## Record excerpts:
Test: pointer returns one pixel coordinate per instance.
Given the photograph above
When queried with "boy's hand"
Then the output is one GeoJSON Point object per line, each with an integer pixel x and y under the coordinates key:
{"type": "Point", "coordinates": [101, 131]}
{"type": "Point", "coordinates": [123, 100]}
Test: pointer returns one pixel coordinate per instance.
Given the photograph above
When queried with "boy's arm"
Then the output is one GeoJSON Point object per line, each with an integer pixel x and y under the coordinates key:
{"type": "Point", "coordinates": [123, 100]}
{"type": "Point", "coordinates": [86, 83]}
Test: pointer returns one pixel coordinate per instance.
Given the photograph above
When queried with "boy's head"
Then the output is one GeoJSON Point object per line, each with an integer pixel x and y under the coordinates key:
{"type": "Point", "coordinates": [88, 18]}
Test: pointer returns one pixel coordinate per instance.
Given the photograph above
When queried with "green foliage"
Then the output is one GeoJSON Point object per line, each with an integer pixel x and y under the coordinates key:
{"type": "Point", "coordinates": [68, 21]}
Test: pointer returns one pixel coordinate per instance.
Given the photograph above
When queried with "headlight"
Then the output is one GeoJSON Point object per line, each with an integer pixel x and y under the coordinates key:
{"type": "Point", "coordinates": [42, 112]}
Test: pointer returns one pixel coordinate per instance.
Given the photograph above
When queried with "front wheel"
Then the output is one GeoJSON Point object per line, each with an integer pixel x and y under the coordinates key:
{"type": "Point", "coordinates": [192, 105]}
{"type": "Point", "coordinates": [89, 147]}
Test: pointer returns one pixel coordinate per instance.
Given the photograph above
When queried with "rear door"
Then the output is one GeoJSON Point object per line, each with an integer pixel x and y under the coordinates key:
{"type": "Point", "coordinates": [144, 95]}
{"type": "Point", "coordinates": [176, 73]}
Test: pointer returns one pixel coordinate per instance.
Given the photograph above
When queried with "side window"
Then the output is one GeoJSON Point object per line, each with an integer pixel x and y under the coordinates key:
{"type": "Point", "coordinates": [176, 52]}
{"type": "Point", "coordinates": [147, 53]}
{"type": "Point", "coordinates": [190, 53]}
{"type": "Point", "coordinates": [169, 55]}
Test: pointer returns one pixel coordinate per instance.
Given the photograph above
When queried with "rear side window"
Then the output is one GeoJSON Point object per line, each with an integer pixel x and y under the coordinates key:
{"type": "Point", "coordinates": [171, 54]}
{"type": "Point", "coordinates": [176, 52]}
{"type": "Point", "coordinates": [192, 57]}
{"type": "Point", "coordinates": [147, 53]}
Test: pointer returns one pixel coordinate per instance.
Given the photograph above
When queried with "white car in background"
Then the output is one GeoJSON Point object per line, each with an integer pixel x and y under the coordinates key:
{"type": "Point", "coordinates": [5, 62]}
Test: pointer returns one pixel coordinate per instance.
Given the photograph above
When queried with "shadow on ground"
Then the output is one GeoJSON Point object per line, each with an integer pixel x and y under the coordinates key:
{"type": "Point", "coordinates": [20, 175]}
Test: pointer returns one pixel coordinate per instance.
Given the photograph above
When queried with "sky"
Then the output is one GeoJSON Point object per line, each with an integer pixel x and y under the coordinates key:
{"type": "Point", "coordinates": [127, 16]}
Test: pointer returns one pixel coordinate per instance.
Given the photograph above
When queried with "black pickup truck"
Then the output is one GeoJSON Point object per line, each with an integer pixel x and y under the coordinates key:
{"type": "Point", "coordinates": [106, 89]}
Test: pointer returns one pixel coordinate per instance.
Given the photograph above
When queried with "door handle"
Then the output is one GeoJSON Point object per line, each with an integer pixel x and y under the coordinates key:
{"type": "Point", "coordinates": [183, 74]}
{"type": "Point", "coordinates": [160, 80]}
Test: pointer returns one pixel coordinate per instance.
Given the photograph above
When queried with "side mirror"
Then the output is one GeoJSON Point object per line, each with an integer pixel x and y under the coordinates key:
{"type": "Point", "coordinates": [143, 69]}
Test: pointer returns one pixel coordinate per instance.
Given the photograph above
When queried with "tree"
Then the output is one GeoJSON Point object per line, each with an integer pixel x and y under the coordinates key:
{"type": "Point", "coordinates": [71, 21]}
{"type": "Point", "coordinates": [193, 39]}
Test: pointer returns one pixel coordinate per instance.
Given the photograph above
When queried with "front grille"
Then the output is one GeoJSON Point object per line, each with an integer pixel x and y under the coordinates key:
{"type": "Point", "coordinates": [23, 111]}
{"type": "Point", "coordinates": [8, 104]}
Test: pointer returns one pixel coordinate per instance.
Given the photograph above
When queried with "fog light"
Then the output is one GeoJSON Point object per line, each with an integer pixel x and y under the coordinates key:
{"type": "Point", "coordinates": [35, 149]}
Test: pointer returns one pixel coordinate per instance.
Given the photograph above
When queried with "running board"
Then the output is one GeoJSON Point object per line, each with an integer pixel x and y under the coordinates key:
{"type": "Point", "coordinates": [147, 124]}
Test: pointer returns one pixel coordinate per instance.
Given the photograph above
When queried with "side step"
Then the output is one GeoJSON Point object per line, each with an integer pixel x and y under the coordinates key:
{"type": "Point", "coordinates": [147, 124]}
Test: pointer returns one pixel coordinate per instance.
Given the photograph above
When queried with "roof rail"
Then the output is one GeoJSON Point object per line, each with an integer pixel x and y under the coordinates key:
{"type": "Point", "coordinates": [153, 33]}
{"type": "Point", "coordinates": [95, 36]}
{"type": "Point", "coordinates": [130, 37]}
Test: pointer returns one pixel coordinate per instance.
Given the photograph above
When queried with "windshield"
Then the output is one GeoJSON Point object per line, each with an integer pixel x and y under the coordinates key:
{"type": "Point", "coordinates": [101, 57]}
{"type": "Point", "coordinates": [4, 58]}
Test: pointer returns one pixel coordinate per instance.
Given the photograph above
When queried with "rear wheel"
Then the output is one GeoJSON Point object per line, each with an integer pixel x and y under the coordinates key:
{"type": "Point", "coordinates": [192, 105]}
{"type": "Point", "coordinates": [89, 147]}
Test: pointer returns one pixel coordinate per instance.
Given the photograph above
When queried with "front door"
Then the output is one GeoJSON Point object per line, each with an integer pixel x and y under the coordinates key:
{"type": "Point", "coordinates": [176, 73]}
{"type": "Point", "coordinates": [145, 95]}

## Set problem:
Return each line of the records that contains the word "front". Case counts.

## Task output:
When queried with "front wheel"
When queried with "front grille"
When queried with "front door"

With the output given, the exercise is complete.